## Texte à lire
================

Le beau courage de Laurel
« Je ne sais pas jouer la nana cool… » De fait, Laurel Hester est une femme-flic pure et dure et entièrement dévouée à son job de détective dans la police d’Ocean County dans le New Jersey. Et d’ailleurs Free Love commence comme un thriller tel que le cinéma américain nous en gratifie bien souvent… Avec un certain nombre de ses coéquipiers déguisés en promeneurs ou en hippies, elle traque ainsi -nous sommes en 2002- des trafiquants de drogue dans la nuit de la ville côtière.
Pour se délasser, Laurel joue au volley et c’est là qu’elle croise la menue Stacie Andree… Après le match, cette dernière n’hésite pas à « draguer » une Laurel qui se laisse facilement séduire par cette fille bien plus jeune qu’elle et qui lui lance, comme un défi, « T’as du mal à te lâcher! » Laurel se lâchera. Même s’il lui faut, pour sa préférence sexuelle, jouer à cache-cache avec ses collègues et notamment le taciturne Dane Wells, secrètement amoureux d’elle.

================

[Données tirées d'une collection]
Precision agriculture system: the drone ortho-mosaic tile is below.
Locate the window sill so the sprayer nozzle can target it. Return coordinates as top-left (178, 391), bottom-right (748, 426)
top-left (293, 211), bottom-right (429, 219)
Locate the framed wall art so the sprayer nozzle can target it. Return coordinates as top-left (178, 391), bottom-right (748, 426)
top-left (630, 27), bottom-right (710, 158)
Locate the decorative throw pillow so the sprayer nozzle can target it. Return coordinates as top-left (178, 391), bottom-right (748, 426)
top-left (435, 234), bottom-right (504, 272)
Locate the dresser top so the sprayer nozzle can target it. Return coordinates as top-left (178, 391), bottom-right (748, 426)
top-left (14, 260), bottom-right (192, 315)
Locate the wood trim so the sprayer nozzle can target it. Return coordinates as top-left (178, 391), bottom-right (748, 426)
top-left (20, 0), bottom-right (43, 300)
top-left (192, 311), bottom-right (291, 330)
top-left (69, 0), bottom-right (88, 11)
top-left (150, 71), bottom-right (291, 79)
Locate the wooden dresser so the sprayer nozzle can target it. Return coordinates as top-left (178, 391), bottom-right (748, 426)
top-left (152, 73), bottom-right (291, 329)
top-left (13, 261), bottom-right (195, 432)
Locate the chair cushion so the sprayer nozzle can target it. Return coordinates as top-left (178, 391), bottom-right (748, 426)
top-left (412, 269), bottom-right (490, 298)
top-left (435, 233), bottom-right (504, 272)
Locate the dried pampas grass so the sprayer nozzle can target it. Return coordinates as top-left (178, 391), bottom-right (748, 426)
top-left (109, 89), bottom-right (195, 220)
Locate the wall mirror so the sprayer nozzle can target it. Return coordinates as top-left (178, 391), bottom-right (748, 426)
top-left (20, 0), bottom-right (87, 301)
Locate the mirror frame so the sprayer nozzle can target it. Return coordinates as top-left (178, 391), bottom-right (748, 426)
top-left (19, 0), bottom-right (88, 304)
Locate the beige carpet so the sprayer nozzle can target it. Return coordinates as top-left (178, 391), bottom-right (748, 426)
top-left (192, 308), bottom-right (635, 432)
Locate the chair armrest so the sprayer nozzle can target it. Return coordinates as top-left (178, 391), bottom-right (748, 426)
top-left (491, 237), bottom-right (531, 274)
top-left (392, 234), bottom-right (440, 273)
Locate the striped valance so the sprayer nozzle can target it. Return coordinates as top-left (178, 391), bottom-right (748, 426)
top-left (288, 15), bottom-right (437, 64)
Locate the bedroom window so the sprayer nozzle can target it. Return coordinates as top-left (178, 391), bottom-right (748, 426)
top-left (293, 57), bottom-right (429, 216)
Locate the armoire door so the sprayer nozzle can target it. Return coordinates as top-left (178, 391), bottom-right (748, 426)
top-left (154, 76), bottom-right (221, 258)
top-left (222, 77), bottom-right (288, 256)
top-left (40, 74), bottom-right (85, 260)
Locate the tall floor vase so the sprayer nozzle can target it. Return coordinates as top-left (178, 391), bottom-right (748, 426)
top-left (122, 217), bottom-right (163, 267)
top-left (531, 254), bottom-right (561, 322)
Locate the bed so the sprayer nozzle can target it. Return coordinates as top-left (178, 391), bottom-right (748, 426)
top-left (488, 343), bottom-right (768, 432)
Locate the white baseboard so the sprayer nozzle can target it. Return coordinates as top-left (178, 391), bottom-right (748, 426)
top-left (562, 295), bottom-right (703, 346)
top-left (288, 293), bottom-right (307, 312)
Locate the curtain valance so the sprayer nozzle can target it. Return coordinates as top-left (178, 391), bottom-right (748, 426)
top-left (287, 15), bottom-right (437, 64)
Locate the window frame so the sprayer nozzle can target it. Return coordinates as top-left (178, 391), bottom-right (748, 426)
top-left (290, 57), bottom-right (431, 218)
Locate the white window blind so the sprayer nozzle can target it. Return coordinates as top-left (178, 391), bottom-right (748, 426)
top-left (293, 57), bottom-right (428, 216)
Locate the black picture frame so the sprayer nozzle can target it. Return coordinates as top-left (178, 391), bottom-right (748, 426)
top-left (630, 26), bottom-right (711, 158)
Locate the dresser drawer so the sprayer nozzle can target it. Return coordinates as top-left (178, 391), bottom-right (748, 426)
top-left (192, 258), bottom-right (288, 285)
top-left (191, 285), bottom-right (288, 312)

================

## Consigne
Indiquez si chacune des affirmations suivantes concorde avec le texte sur Laurel Hester, en répondant par oui ou par non et en citant textuellement les mots du texte qui tranchent. (a) Laurel Hester travaille dans la police d'Ocean County, dans le New Jersey. (b) Après le match de volley, c'est Laurel qui tente la première de séduire Stacie Andree. (c) Dane Wells est secrètement amoureux de Laurel. Ce matériel ne joue aucun rôle dans cet exercice.

## Résultat
(a) Oui : « entièrement dévouée à son job de détective dans la police d’Ocean County dans le New Jersey ».
(b) Non : « cette dernière n’hésite pas à « draguer » une Laurel qui se laisse facilement séduire ».
(c) Oui : « le taciturne Dane Wells, secrètement amoureux d’elle ».